» **CONSIGNE**
Veuillez extraire mot pour mot, du texte sur la modernisation de la RN 20, le passage qui va de « Dès la création » à « orientales reste enclavé. ».

» **TEXTE CITÉ**

↓

A.   Le projet d’ensemble : la modernisation de la RN 20 au franchissement des pyrénées

Dès la création des routes nationales, sous l’Empire, la radiale allant de Paris à Toulouse et, au-delà de la frontière, à Barcelone, a été jugée essentielle. Son tracé a facilité le désenclavement de l’Andorre. 

La traversée des Pyrénées a été fortement améliorée par l’ouverture en 1994 du tunnel de Puymorens.

Elle reste difficile en amont de l’entrée du tunnel, en remontant la vallée de l’Ariège après Tarascon-sur-Ariège vers Ax-les-Thermes et au-delà.

Le préjudice est double. Nos relations avec le nord de l’Espagne en pâtissent. L’ouest du département des Pyrénées orientales reste enclavé.

Instituée pour fixer les priorités du schéma national d’infrastructure des transports, la commission « mobilité 21 » a retenu la nécessité de moderniser la RN 20 et, également, la RN 116.

C’est un projet de grande envergure. À l’échéance de 2030, il représente une enveloppe de 230 millions d’euros pour la seule RN 20.

C’est dans cette perspective que, le 12 décembre 2016, lors de l’inauguration de la déviation d’Ax-les-Thermes, le Premier ministre, qui était alors M. Bernard Cazeneuve, a annoncé souhaiter la conclusion à brève échéance d’un protocole d’itinéraire entre l’État et les collectivités territoriales, pour la RN 20, entre Tarascon et Puymorens. Celle-ci est intervenue le 22 mars 2017.

↑

Entrées de données enregistrées
↓

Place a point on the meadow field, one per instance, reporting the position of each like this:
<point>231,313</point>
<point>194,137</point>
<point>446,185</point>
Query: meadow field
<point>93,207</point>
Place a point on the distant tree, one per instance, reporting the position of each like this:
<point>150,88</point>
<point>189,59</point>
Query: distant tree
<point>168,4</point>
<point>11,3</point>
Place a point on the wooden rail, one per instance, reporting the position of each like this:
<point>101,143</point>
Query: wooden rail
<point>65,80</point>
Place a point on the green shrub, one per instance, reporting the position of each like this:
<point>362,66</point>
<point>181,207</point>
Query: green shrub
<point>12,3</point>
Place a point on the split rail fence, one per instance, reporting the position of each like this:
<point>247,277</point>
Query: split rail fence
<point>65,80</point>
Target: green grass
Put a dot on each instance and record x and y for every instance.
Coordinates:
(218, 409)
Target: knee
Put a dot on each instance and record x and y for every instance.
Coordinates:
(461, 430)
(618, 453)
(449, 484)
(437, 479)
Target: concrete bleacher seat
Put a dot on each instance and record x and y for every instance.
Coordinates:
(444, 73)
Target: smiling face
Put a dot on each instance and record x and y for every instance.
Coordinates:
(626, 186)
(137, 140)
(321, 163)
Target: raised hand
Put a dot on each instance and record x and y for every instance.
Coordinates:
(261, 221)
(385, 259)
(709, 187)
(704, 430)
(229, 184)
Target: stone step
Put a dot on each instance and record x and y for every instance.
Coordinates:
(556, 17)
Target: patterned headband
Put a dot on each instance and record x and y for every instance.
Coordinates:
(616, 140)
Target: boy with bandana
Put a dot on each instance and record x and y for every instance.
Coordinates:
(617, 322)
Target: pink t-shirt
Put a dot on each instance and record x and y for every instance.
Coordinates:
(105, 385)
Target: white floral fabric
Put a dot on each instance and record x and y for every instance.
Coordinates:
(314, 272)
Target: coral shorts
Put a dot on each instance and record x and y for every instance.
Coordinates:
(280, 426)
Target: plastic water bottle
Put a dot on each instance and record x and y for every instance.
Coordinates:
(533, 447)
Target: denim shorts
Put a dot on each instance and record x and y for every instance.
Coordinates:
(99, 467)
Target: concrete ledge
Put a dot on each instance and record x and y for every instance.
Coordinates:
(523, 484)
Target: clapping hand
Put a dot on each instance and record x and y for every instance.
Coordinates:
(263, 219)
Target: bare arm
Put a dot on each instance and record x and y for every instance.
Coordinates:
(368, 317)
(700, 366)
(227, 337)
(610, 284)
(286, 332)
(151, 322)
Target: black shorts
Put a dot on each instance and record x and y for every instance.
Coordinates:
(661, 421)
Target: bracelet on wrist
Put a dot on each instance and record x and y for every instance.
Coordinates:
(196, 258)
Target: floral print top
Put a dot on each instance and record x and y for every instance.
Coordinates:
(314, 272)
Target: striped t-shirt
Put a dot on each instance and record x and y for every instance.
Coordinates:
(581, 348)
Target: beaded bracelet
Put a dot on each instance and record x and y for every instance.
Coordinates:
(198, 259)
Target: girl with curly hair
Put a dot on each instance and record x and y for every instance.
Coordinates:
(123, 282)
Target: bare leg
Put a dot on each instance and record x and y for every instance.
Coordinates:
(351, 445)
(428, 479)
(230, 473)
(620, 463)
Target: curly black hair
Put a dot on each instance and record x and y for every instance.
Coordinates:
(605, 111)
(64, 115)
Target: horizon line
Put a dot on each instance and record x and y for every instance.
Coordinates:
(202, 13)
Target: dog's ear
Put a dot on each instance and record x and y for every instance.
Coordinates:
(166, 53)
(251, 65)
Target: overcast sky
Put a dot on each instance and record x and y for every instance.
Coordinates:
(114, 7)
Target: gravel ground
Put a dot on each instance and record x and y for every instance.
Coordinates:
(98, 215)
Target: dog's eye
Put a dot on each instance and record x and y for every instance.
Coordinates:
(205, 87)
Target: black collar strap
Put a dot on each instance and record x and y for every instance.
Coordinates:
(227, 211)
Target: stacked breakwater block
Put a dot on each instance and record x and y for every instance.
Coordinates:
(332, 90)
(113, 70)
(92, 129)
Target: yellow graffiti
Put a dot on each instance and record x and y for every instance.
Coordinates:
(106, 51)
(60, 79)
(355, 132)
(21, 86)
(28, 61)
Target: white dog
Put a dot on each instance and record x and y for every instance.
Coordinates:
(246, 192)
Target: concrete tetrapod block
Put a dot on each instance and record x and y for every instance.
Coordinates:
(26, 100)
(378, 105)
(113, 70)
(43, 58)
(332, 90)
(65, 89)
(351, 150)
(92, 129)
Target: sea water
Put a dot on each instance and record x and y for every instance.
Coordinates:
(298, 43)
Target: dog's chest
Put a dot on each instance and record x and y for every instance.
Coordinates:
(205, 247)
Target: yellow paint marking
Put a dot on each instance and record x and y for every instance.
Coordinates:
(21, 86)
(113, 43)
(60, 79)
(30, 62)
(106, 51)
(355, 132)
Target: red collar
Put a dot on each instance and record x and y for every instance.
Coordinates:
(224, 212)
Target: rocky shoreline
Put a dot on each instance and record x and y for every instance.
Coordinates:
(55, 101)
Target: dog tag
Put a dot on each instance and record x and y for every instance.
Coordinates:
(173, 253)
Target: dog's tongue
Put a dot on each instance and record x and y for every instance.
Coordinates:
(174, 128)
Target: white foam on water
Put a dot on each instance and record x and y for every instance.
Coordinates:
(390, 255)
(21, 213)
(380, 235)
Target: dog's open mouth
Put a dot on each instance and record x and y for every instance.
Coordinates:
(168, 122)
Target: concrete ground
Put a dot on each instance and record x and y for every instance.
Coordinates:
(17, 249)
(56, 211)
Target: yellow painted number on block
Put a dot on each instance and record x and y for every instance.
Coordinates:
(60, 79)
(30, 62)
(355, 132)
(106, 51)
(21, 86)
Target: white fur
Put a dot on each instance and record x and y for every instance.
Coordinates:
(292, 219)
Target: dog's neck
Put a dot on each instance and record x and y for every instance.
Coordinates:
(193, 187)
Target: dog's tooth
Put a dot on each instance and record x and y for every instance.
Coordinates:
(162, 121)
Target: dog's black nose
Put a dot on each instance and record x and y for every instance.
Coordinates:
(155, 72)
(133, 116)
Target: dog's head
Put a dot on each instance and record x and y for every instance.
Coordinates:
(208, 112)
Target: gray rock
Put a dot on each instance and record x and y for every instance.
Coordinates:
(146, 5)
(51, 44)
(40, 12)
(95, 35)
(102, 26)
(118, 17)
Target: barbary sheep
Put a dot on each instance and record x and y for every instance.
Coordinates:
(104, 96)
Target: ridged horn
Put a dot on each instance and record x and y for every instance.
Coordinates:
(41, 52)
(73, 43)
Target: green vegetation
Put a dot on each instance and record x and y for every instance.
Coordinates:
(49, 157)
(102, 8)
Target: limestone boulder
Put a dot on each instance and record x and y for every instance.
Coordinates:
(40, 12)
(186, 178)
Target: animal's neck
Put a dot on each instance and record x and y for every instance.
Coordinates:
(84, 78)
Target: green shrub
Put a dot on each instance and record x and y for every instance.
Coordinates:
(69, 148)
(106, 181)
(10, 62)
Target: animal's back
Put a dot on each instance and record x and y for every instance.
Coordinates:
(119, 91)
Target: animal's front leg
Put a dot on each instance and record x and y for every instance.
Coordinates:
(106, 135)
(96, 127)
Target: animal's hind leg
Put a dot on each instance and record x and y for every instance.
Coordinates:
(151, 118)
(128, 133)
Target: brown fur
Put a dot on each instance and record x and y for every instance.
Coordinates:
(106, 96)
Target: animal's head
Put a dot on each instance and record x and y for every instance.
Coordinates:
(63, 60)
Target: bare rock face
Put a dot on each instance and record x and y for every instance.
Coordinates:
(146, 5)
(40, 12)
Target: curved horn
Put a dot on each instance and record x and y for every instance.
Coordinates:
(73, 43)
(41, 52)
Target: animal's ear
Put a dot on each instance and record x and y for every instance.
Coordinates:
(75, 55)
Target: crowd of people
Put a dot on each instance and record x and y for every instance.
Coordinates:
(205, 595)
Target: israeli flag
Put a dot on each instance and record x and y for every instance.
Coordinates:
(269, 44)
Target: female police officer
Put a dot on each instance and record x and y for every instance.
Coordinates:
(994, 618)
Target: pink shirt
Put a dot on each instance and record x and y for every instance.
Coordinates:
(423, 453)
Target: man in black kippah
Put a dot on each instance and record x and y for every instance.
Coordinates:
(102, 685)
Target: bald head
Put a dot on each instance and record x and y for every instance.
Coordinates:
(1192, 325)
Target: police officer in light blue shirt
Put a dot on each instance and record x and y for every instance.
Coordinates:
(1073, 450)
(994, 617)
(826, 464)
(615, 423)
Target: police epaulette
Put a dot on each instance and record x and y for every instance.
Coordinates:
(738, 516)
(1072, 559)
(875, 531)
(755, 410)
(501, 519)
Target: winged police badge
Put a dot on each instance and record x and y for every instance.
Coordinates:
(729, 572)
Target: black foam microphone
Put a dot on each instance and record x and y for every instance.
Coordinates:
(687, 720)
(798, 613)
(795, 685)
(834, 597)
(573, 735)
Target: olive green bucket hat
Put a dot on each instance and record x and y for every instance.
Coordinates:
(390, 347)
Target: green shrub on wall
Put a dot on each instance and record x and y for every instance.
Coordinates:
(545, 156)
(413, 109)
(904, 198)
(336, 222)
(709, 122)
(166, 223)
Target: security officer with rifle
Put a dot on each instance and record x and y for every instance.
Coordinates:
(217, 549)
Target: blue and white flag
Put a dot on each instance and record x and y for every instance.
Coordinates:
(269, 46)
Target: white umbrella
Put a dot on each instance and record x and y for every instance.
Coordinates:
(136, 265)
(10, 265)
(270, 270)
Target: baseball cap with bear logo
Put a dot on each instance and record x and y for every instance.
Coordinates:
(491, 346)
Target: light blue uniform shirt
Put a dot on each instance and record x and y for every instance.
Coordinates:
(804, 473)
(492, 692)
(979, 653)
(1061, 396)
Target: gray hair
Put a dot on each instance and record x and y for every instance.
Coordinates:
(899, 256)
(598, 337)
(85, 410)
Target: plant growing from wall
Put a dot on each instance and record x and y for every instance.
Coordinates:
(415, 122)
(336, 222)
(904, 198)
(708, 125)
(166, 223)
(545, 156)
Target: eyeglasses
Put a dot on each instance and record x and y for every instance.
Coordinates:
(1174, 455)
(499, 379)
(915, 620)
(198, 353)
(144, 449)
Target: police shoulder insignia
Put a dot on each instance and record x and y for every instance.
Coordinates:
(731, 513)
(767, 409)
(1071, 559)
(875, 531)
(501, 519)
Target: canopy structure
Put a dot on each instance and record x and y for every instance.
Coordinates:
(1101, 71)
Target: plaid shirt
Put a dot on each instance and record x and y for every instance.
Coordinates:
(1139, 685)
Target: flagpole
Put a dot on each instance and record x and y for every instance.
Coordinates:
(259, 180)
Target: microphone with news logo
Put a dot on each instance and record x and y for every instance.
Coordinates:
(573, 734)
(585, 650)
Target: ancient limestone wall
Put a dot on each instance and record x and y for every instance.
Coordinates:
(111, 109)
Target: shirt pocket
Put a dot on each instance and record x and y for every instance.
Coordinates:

↑

» **TRAVAIL RÉALISÉ**
Dès la création des routes nationales, sous l’Empire, la radiale allant de Paris à Toulouse et, au-delà de la frontière, à Barcelone, a été jugée essentielle. Son tracé a facilité le désenclavement de l’Andorre. 

La traversée des Pyrénées a été fortement améliorée par l’ouverture en 1994 du tunnel de Puymorens.

Elle reste difficile en amont de l’entrée du tunnel, en remontant la vallée de l’Ariège après Tarascon-sur-Ariège vers Ax-les-Thermes et au-delà.

Le préjudice est double. Nos relations avec le nord de l’Espagne en pâtissent. L’ouest du département des Pyrénées orientales reste enclavé.